#### Brief
Once the line containing "Target: asphalt road surface" is found in the entries below, reproduce it and every line after it, stopping at and including the line containing "Target: rock"; reproduce nothing else, and keep each line exact.

BEGIN

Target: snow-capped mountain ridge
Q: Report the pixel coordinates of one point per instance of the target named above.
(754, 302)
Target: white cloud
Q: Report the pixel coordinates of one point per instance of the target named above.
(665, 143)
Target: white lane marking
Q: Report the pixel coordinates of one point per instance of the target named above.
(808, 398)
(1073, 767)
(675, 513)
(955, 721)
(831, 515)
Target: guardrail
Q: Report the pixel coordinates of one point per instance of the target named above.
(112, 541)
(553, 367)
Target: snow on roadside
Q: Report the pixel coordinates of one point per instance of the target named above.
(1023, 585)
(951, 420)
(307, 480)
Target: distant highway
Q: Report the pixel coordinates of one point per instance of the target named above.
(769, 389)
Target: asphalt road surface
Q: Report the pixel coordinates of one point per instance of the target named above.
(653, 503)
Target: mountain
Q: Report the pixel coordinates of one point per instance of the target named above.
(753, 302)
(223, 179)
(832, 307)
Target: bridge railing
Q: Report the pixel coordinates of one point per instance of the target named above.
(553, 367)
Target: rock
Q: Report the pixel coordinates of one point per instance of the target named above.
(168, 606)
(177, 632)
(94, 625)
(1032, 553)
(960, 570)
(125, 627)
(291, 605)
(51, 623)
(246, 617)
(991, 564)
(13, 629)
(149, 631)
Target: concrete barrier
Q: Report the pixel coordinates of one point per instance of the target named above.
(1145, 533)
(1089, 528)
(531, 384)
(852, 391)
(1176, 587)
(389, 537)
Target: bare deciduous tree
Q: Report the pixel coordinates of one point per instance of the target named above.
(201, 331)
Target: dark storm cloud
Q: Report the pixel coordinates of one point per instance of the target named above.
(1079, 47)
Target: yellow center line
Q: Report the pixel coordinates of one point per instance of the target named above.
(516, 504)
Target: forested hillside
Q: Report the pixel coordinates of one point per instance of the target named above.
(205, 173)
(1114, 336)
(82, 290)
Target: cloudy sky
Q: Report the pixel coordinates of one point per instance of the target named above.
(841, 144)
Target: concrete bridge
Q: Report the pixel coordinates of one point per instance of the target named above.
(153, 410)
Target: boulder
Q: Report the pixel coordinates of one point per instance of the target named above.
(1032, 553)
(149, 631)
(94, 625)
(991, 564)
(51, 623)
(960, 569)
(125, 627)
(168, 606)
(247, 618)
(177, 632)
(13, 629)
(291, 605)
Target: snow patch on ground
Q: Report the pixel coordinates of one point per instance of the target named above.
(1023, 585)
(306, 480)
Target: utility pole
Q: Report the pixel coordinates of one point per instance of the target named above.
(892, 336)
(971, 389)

END

#### Solution
Target: asphalt road surface
Q: Report the pixel coordinates of one point per instance of the target named above.
(653, 503)
Target: mountain
Q: Report the pixel coordinates of one point per instance of the target named above.
(753, 302)
(223, 179)
(832, 307)
Target: bridge railing
Q: Report the pixel coordinates of one point per instance of the target named above.
(553, 367)
Target: rock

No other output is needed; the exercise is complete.